TASK DIRECTIONS: Give the listing again in full and exactly, apart from its pictures.

_ _ _

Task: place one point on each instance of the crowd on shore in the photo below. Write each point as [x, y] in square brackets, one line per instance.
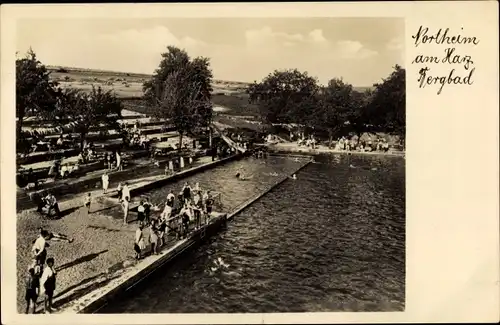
[344, 144]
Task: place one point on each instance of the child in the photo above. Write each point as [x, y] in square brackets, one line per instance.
[119, 190]
[162, 231]
[147, 210]
[88, 199]
[139, 242]
[48, 284]
[125, 206]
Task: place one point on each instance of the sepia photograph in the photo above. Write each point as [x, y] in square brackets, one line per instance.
[210, 165]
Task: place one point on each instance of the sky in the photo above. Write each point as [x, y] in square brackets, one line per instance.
[362, 51]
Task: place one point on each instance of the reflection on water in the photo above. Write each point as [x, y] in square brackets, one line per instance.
[332, 240]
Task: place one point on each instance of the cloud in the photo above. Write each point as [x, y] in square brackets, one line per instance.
[265, 39]
[154, 39]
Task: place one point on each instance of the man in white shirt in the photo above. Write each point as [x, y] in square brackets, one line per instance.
[39, 247]
[125, 192]
[48, 284]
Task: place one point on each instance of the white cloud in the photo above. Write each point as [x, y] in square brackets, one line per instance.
[395, 44]
[317, 36]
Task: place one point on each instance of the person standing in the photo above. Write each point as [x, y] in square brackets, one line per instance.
[32, 290]
[125, 207]
[119, 189]
[52, 204]
[208, 202]
[170, 199]
[88, 199]
[119, 161]
[105, 182]
[197, 202]
[147, 209]
[186, 192]
[48, 284]
[126, 192]
[153, 237]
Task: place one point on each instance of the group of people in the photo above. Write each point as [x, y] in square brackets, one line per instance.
[190, 205]
[41, 277]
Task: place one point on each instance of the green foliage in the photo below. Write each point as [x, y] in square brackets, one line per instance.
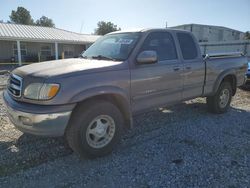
[105, 27]
[247, 35]
[21, 16]
[45, 21]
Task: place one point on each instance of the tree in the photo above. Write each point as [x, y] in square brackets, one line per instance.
[105, 27]
[45, 21]
[247, 35]
[21, 16]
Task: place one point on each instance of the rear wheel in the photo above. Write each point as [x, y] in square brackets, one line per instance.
[94, 129]
[220, 102]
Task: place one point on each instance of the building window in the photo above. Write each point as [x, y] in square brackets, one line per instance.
[22, 47]
[46, 50]
[68, 51]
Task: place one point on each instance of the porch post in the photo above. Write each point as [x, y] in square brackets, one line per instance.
[19, 55]
[56, 50]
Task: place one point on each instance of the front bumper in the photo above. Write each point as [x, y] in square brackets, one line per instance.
[38, 119]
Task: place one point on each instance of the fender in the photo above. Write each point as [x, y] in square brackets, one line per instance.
[102, 90]
[221, 76]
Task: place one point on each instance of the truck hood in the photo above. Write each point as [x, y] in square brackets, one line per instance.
[66, 67]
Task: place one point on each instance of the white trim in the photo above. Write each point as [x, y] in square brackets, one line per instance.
[56, 50]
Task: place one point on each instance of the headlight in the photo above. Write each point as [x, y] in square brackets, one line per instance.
[40, 91]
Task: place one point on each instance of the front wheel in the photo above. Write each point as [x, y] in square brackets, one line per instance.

_ _ _

RESULT BELOW:
Task: place one point on each instance of the crowd on shore in the photo below. Write each point as [x, y] in square brackets, one line per instance.
[344, 144]
Task: place one point on each instance of the child in the photo above. Write each point as [x, y] in square brackets, one line per instance.
[119, 190]
[162, 231]
[147, 210]
[88, 199]
[139, 242]
[48, 284]
[125, 206]
Task: place one point on each instance of the sepia photograph in the photo above. Write each point as [x, y] in square brackets, one line per instance.
[210, 165]
Task: place one point on each instance of the sky in the photo above. Write each point as [x, y] in square brackets, one line per instance.
[362, 51]
Task: place one point on each instance of the reflection on water in the photo above. Write each point as [x, y] in square brackets, one line per instance.
[332, 240]
Task: place one point on each instance of the cloud in the photo above. Write each point as [x, y] in square brackets, one line per instance.
[265, 39]
[154, 39]
Task: place one point on each instance of the man in white shirt in the photo above. Write each point as [x, y] in square brackets, one line per instance.
[39, 247]
[125, 192]
[48, 284]
Task: place one point on each instance of the white cloud in the photo above. Write each point as [x, y] in square brackets, one line per instance.
[395, 44]
[317, 36]
Task: place one point on each instance of the person standing in the photo above. Write each point as [x, y] in square brackets, one line per instance.
[32, 290]
[125, 207]
[119, 189]
[52, 204]
[208, 202]
[170, 199]
[88, 199]
[119, 161]
[105, 182]
[197, 202]
[147, 209]
[186, 192]
[48, 284]
[126, 192]
[153, 237]
Task: place one point on each instance of the group of people in the photo above. Write each point as [x, y] in square brackets, one line per instance.
[190, 205]
[41, 277]
Task: place one point on each instance of the green foliage in the photo below. Write each point as [x, y] in square brackets, one line per instance.
[105, 27]
[247, 35]
[21, 16]
[45, 21]
Task: place one point on each instance of the tree in the photo above. Write each point as [x, y] in square brackets, one line per instance.
[105, 27]
[45, 21]
[247, 35]
[21, 16]
Task: place one point on each instance of the rear wheel in the photo above. Write each point as [x, y] in square brackets, one line per instance.
[94, 129]
[220, 102]
Task: place one point on each instance of the building window in the photo above. Write each point as [x, y] in square brackets, one line per instance.
[22, 47]
[46, 50]
[68, 51]
Task: place one point on each instance of the porch post in the photo above. Write each point as [x, y] in square brackets, one line per instance.
[19, 55]
[56, 50]
Task: place one point on each instance of the front bumper in the photo above. Write each point as [x, y] in square brackets, one line per instance.
[38, 119]
Task: place one point on each instance of the fender in the photo above. Write each point as [x, y] in square brackets, one line per instance.
[102, 90]
[221, 76]
Task: place one point on each instance of the truck hood in the photo above. Write each point as [x, y] in square brackets, one line per instance.
[66, 67]
Task: place one point on each instance of the white trim in the photo above. Write each point as [x, y] in square brackets, one line per instance.
[56, 50]
Task: place one point on each instance of the headlight in the photo above. Write each point as [x, y] in square brackets, one line per instance.
[40, 91]
Task: place one point on each instance of the front wheel in the photo above. Write each point as [x, y] in square brackets, one line per instance.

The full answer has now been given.